── Data in this exercise ──

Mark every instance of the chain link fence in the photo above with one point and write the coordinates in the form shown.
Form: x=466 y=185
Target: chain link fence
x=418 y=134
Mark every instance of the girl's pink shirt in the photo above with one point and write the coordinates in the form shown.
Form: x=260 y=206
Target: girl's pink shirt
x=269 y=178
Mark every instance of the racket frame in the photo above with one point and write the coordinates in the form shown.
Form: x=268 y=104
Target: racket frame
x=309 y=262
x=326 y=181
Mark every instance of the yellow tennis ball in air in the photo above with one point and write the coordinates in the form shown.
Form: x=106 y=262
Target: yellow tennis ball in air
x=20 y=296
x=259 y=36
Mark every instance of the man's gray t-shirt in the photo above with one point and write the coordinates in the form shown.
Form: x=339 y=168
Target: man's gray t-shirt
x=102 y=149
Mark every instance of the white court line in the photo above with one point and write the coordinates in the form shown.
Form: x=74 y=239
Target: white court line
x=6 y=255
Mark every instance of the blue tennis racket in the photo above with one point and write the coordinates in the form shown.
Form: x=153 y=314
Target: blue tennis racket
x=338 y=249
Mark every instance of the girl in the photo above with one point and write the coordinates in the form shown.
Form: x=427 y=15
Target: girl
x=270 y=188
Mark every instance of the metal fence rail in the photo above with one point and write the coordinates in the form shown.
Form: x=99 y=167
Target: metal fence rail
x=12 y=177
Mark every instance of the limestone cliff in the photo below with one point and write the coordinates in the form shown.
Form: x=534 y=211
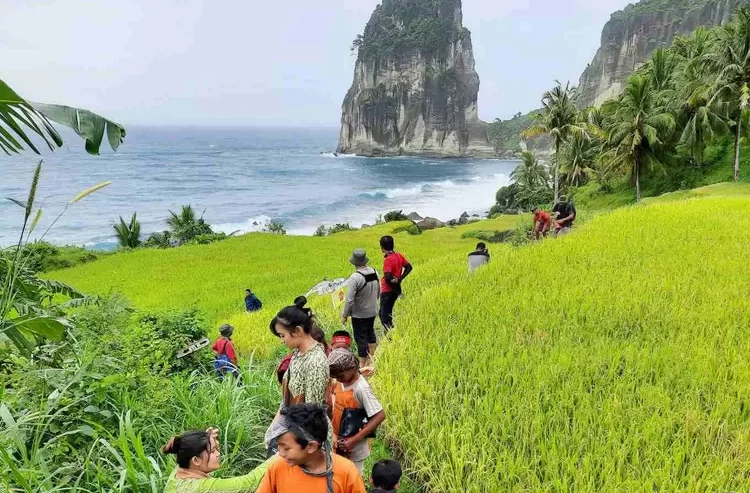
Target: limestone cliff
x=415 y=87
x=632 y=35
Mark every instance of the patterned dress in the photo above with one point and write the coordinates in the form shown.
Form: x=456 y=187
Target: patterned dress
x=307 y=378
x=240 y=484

───

> **What is asked**: Repeat the lines above exactly, and keep every picture out.

> **Written reply**:
Mark every instance of the chain link fence in the photo above with one point and write the coordinates in the form shown.
Form: x=466 y=185
Target: chain link fence
x=418 y=134
Mark every instance of the girl's pink shirt in the photo above with one point and write the coordinates in the form shown.
Form: x=260 y=206
Target: girl's pink shirt
x=269 y=178
Mark every instance of the racket frame in the photo above with one point and write the coordinates in the form shown.
Form: x=268 y=104
Target: racket frame
x=309 y=262
x=326 y=181
Mark every instance of the yellow tennis ball in air in the photo above with one point and write the coordinates in the form shown.
Form: x=106 y=262
Target: yellow tennis ball in air
x=20 y=296
x=259 y=36
Mark every instance of the man's gray t-shirt in the photo above with one point and write the coordinates in the form shown.
Form: x=339 y=168
Target: man's gray t-shirt
x=102 y=149
Mark every instance of the white court line in the photo above with one point and write the coordinates in the form shown.
Form: x=74 y=239
Target: white court line
x=6 y=255
Mark every instance of the blue tennis racket in the photo above with one point and write the coordinates in the form shown.
Form: x=153 y=314
Target: blue tennis racket
x=338 y=249
Mark every instance of the girl in the photo above with one point and write the coordinates in the form shown.
Form: x=427 y=15
Target: girl
x=270 y=188
Mark every instance of the metal fence rail in the photo above with one point and write the coordinates in the form shown.
Form: x=99 y=167
Target: metal fence rail
x=12 y=177
Mark every instance of the limestone cliff in the photo below with one point and write the coordinates in the form shown.
Form: x=534 y=211
Target: limestone cliff
x=415 y=87
x=632 y=35
Mark every instance of the patterned dress in the photo above with one point and write the coordinates in the form shown.
Form: x=456 y=187
Target: patterned dress
x=307 y=378
x=240 y=484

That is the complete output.